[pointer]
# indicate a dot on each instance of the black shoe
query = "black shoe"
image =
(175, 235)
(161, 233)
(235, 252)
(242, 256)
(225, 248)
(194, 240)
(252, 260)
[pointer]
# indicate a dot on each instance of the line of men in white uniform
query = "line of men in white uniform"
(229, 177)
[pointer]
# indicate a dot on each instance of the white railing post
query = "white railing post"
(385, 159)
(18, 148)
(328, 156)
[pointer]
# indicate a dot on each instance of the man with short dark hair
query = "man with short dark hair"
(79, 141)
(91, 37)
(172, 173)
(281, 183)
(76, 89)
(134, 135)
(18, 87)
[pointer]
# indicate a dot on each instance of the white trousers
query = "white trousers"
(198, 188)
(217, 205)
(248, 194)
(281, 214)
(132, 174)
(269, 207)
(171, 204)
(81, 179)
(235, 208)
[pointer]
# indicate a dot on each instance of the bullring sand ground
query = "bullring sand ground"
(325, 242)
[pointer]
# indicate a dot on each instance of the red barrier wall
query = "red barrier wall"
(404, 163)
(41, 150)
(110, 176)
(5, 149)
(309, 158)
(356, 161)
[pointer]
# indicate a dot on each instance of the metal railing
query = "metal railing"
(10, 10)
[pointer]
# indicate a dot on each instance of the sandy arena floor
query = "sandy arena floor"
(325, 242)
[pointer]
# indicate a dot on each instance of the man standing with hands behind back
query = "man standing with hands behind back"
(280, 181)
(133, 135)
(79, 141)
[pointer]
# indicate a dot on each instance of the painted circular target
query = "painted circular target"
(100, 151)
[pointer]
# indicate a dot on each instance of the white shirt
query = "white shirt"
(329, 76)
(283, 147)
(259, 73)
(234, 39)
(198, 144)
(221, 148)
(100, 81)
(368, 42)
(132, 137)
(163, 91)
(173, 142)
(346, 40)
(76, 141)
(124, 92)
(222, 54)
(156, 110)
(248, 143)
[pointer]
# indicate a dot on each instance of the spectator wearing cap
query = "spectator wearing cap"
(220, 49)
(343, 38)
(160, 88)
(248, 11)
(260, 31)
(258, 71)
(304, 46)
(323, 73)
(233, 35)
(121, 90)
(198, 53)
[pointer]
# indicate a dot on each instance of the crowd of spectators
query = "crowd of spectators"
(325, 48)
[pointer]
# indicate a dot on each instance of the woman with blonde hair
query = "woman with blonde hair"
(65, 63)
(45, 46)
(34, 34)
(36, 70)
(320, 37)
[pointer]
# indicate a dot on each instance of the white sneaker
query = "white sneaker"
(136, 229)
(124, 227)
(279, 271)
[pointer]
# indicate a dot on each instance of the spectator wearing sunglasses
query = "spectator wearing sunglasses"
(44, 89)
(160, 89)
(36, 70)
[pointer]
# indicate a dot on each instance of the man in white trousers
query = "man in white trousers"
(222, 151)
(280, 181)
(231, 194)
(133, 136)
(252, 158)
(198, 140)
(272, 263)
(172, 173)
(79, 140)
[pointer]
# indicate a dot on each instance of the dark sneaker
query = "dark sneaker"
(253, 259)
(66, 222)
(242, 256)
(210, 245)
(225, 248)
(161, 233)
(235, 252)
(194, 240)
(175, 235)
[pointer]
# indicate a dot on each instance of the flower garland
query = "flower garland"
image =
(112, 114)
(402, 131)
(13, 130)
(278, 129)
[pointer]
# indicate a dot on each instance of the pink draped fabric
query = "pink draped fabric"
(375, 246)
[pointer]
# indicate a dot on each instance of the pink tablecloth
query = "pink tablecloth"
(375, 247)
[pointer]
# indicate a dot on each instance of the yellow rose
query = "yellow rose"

§ TASK TO COMPLETE
Copy every entry exactly as it is given.

§ OUTPUT FOR THIS TASK
[pointer]
# indicate a dot on each instance of the black shoe
query = "black shoe"
image =
(175, 235)
(161, 233)
(235, 252)
(242, 256)
(225, 248)
(194, 240)
(252, 260)
[pointer]
# indicate a dot on each instance of the line of men in white uniform
query = "line of men in white uniform"
(229, 177)
[pointer]
# indicate a dot on each instance of the white railing post
query = "white railing post"
(385, 159)
(18, 148)
(328, 156)
[pointer]
# indicate a dot on each instance of the man with short dark hair
query = "man with short dark hair"
(79, 141)
(91, 37)
(172, 173)
(281, 183)
(76, 89)
(134, 135)
(18, 87)
[pointer]
# indicate a dot on each instance of the white trousers
query = "white trousers"
(198, 188)
(217, 205)
(248, 194)
(281, 214)
(132, 174)
(269, 207)
(171, 204)
(81, 179)
(235, 208)
[pointer]
# indicate a dot on each instance of the bullring sand ground
query = "bullring sand ground"
(325, 242)
[pointer]
# indicate a dot on each instance of the red barrier wall
query = "red barrier wall"
(404, 163)
(41, 150)
(110, 176)
(5, 149)
(309, 158)
(356, 161)
[pointer]
# indicate a dot on each instance of the metal railing
query = "metal railing"
(10, 10)
[pointer]
# indicate a dot on each instance of the sandy arena floor
query = "sandy arena floor"
(325, 242)
[pointer]
# indicate a dot on each instance of the man standing with hands behind back
query = "man standing with hands behind back"
(280, 181)
(133, 135)
(79, 141)
[pointer]
# indicate a dot on each instance of the painted circular target
query = "painted circular target"
(100, 151)
[pointer]
# indicate a dot on each instance of the white shirt
query = "white shirt"
(329, 76)
(283, 147)
(259, 73)
(234, 39)
(198, 144)
(221, 148)
(100, 81)
(368, 42)
(132, 137)
(163, 91)
(173, 142)
(346, 40)
(76, 141)
(124, 92)
(222, 54)
(156, 110)
(248, 143)
[pointer]
# indicate a dot on each instance of the spectator wearing cap
query = "spectator wearing cap"
(220, 49)
(343, 38)
(160, 88)
(248, 11)
(260, 31)
(258, 71)
(304, 46)
(323, 73)
(233, 35)
(121, 90)
(198, 53)
[pointer]
# indicate a dot on each instance of the crowd of spectators
query = "crowd of spectators"
(325, 48)
[pointer]
# indicate a dot on each instance of the woman with blonde hair
query = "woman with blonde hair"
(65, 63)
(45, 46)
(34, 34)
(36, 70)
(320, 37)
[pointer]
# indicate a dot on each instance of the white sneaker
query = "white sneaker"
(136, 229)
(124, 227)
(279, 271)
[pointer]
# indicate a dot on each instance of the spectator wearing sunglasses
query = "spectator wearing sunglasses"
(44, 89)
(160, 89)
(36, 70)
[pointer]
# indicate a dot on each instance of the man in white trousers
query = "man in white trousers"
(222, 151)
(280, 181)
(231, 194)
(133, 136)
(252, 158)
(198, 140)
(272, 263)
(172, 173)
(79, 140)
[pointer]
# indicate a dot on each instance of the dark sneaker
query = "dark sneaker"
(253, 259)
(66, 222)
(242, 256)
(210, 245)
(225, 248)
(161, 233)
(235, 252)
(194, 240)
(175, 235)
[pointer]
# indicate a dot on each instance of the flower garland
query = "flower garland"
image =
(112, 114)
(402, 131)
(13, 130)
(278, 129)
[pointer]
# indicate a dot on each instance of the pink draped fabric
query = "pink draped fabric"
(375, 246)
[pointer]
# indicate a dot on each instance of the pink tablecloth
query = "pink tablecloth"
(375, 247)
[pointer]
# indicate a dot on each instance of the yellow rose
query = "yellow rose"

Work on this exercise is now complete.